> _EXERCISES_
1. According to the correction in the fusion excerpt, how much energy does the neutron from D-D fusion carry?
2. Render this sentence from the fusion excerpt in Spanish: "I stand corrected; the 3He has the 0.82 MeV and the neutron is 2.45 MeV."
3. Pick up the fusion excerpt after its final sentence and keep writing it in the same voice.

> _TEXT EXCERPT_
D-D fusion will also produce a neutron (although at significantly lower energy of 0.82 MeV) approximately half of the time.
Well, reactions with 6Li, which unfortunately is a pretty rare isotope of lithium, so it’s not anything like free. There are also the proliferation concerns; tritium is used to boost the yield of nuclear fission weapons, and so even though a fusion reactor doesn’t make plutonium it is still a concern for wider access to nuclear weapon materials.
Given m_{\text{He}_3} = 2.8084 GeV and m_\text{n} = 0.9396 GeV, [and a yield of 3.27 MeV] we see that the majority of the kinetic energy should be carried off by the neutron
I stand corrected; the 3He has the 0.82 MeV and the neutron is 2.45 MeV. Still way lower energetic yield than D-T fusion. Note that this is also a problem with supposed “aneutronic” D-3He fusion because a significant number of the fusion reactions will be D-D reactions with that neutron being produced ~50% of the time, so while there are fewer and less energetic neutrons it will still produce a lot of neutrons and at a threshold power density that is almost two orders of magnitude higher than D-T fusion.

> _DATA TO EXAMINE_
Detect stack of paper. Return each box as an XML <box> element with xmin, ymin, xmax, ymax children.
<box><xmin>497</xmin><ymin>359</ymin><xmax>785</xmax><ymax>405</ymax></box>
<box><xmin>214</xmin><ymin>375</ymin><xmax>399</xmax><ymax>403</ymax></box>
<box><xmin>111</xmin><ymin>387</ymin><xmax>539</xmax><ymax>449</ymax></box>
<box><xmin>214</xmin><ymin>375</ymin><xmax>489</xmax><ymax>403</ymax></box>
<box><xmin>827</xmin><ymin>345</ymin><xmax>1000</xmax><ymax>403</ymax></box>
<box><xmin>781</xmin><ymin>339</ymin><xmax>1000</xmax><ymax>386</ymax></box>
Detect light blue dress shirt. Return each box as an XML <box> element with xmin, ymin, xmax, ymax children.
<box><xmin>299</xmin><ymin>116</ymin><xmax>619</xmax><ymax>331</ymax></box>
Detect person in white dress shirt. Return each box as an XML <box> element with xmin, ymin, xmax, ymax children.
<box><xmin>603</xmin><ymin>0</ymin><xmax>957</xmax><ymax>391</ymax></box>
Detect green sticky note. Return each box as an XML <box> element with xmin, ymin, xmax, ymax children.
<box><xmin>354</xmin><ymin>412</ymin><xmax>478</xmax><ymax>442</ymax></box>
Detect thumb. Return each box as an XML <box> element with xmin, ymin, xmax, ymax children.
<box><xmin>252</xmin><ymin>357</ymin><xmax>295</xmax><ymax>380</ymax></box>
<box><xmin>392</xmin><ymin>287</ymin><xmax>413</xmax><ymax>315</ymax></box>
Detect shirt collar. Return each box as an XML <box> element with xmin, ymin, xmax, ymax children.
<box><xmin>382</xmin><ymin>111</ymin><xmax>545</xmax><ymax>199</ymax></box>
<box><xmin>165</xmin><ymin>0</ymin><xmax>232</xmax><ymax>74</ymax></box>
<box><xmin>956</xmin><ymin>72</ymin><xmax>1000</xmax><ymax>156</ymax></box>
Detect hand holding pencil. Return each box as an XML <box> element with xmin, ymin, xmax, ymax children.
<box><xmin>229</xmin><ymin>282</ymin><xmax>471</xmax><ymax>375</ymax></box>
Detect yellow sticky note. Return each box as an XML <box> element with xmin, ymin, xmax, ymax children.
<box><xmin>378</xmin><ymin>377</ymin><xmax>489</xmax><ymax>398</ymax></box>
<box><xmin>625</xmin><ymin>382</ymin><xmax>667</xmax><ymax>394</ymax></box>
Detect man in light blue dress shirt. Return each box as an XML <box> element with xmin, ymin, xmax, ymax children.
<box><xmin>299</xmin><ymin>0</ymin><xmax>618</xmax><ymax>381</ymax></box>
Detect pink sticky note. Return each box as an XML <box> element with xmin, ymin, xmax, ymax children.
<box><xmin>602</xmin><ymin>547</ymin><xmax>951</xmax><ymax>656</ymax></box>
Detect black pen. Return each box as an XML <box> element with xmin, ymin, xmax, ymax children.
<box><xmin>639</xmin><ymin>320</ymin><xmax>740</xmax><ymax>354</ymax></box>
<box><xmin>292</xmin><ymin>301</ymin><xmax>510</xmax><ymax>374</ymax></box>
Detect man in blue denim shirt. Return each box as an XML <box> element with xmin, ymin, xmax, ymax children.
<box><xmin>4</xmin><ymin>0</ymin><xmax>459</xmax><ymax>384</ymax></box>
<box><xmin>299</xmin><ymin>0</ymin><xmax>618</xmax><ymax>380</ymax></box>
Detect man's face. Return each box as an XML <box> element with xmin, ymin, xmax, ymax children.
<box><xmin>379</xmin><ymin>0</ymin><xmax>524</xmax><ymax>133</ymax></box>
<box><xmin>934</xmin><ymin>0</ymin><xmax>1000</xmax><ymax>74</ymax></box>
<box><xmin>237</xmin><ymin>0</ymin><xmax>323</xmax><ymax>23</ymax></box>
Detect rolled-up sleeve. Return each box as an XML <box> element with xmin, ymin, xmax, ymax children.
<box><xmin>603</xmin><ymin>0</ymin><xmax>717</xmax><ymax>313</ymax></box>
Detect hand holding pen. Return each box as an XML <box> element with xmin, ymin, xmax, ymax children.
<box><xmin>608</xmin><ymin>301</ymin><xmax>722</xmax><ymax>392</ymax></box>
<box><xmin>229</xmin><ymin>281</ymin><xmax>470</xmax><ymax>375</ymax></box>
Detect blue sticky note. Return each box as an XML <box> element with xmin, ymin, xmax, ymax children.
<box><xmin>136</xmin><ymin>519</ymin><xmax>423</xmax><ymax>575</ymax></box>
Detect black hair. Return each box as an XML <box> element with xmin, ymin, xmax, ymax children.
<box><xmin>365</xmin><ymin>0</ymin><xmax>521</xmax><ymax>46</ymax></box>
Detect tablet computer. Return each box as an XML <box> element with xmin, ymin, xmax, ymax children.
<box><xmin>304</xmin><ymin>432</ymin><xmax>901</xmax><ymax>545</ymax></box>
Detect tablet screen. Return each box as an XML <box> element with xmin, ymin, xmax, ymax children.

> _ANSWERS BELOW_
1. 2.45 MeV

2. Me corrijo; el 3He tiene los 0,82 MeV y el neutrón tiene 2,45 MeV.

3.
I can’t get to DPRK’s link for some reason even though “Down or Not” sites say it’s up. Even so, I think I’m getting it. In the D-D fusion, half of the He produced is a two proton, one neutron isotope, so free neutrons are produced, just not as many as in the D-T fusion. In either case, they’re moving fast so can be used as an energy source.
What does it mean that the neutrons must be contained? They must be contained in order to get usable energy from them, or they must be contained because free neutrons are dangerous? If the latter, then how are they dangerous?
Neutrons are highly penetrating because they don’t interact electrodynamically and can radiologically activate elements within the body into unstable isotopes, such that even isotopes emitting alpha particles (which are essentially harmless outside the body as they are stopped by the epidermis layer) can do internal damage resulting in genetic damage, cancer, or at high enough levels radiation sickness leading to systemic organ failure as evidence by the horrific death of Hisashi Ouchi.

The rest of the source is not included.